Exercise objective: Extract every one of the rows below and reproduce each line character for character, in the same order.

Excerpted data:
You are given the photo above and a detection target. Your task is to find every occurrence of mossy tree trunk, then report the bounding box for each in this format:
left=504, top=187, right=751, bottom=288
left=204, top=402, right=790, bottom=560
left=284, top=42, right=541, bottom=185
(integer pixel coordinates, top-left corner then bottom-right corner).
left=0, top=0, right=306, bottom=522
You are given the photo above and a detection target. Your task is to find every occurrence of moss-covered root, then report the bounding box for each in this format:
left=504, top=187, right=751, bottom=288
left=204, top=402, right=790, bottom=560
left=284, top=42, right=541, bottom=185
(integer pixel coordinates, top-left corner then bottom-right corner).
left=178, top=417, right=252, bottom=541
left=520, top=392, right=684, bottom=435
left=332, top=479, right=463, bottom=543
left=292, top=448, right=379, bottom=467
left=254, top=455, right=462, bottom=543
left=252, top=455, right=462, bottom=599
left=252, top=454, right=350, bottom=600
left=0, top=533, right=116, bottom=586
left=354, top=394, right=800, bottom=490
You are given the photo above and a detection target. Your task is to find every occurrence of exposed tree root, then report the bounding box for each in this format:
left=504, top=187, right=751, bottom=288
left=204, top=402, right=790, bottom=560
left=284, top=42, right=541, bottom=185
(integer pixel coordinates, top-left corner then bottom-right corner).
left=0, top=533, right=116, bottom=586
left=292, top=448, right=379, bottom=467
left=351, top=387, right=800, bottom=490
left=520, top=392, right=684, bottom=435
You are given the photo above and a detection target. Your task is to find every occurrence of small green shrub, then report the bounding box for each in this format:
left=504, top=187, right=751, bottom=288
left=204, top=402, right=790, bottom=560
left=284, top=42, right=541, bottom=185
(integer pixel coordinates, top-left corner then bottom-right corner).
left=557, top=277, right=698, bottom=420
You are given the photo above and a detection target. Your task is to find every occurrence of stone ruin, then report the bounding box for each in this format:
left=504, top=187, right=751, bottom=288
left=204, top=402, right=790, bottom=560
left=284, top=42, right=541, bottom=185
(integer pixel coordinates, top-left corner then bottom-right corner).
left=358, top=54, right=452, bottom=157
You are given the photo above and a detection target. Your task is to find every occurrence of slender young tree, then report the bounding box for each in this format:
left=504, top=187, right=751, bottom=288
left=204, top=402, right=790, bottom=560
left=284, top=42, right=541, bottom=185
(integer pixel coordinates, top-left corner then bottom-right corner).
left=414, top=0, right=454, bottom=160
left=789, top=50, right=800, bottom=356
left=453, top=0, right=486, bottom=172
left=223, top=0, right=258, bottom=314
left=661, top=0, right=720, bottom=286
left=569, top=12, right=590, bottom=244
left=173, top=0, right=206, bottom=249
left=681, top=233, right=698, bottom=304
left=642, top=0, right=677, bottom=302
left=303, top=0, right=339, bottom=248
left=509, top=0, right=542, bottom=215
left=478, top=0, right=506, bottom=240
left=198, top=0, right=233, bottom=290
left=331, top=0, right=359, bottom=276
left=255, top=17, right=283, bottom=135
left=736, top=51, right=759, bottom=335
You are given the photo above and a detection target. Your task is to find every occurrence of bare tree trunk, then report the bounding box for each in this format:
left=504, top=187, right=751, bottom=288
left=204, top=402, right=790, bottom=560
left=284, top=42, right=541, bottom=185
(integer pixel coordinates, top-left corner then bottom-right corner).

Right answer:
You are given the photo above and a detection target. Your task is to find every occurrence of mossy tree trunk, then report the bounding box for each in this format:
left=504, top=187, right=751, bottom=288
left=204, top=402, right=790, bottom=560
left=284, top=42, right=541, bottom=185
(integer pixel coordinates, top-left corner then bottom-right corner).
left=0, top=0, right=306, bottom=522
You are given the photo above and a detection target. Your task is to find every occurrence of moss-covered root, then report the bounding box for each in this format:
left=504, top=187, right=751, bottom=288
left=204, top=402, right=790, bottom=560
left=284, top=42, right=541, bottom=185
(integer pixel coordinates, top-left corner then bottom-right corner).
left=178, top=417, right=252, bottom=541
left=520, top=392, right=684, bottom=435
left=332, top=479, right=463, bottom=543
left=292, top=448, right=379, bottom=467
left=254, top=455, right=462, bottom=543
left=252, top=455, right=462, bottom=599
left=252, top=454, right=350, bottom=600
left=0, top=533, right=116, bottom=586
left=354, top=394, right=800, bottom=490
You are given the photo above and a detection target. Your task is to find every occurrence of exposed tree root, then report the bounding box for each in this format:
left=504, top=187, right=751, bottom=288
left=204, top=402, right=790, bottom=560
left=284, top=42, right=541, bottom=185
(integer pixel coordinates, top-left corner then bottom-right corner).
left=0, top=533, right=116, bottom=586
left=292, top=448, right=379, bottom=467
left=351, top=387, right=800, bottom=490
left=520, top=392, right=684, bottom=435
You are given the photo above and a detection target. Your task is to find every occurrence of small green shrub, then report the bounding box for each in this format:
left=504, top=187, right=751, bottom=288
left=204, top=402, right=790, bottom=560
left=284, top=42, right=541, bottom=185
(integer pixel coordinates, top-left corner then bottom-right corner).
left=557, top=277, right=698, bottom=420
You are given the photo above and a detection target. Your task is to find every occurrence of stone ruin, then report the bounding box for each in this format:
left=504, top=187, right=751, bottom=288
left=204, top=402, right=790, bottom=560
left=284, top=42, right=541, bottom=185
(integer pixel coordinates, top-left corner then bottom-right corner).
left=358, top=54, right=452, bottom=157
You are given the photo above and a detection target. Your task is to find every occurrence of slender young tree, then report the bounding box for each in this format:
left=504, top=187, right=751, bottom=288
left=204, top=402, right=790, bottom=560
left=284, top=42, right=541, bottom=185
(integer pixel coordinates, top-left corner then bottom-right corner).
left=414, top=0, right=454, bottom=160
left=789, top=50, right=800, bottom=356
left=453, top=0, right=486, bottom=172
left=223, top=0, right=258, bottom=314
left=661, top=0, right=720, bottom=286
left=569, top=12, right=590, bottom=244
left=173, top=0, right=206, bottom=249
left=681, top=233, right=698, bottom=304
left=642, top=0, right=677, bottom=302
left=303, top=0, right=339, bottom=248
left=509, top=0, right=542, bottom=215
left=478, top=0, right=506, bottom=240
left=198, top=0, right=233, bottom=290
left=331, top=0, right=359, bottom=276
left=255, top=17, right=283, bottom=135
left=736, top=51, right=759, bottom=335
You are given the photo above and a detection target. Your task is to find every occurrence of bare tree trunk, then report the bounding box for each in this format:
left=504, top=187, right=751, bottom=288
left=204, top=402, right=790, bottom=560
left=284, top=42, right=541, bottom=185
(integer pixel coordinates, top-left corner then bottom-right corner).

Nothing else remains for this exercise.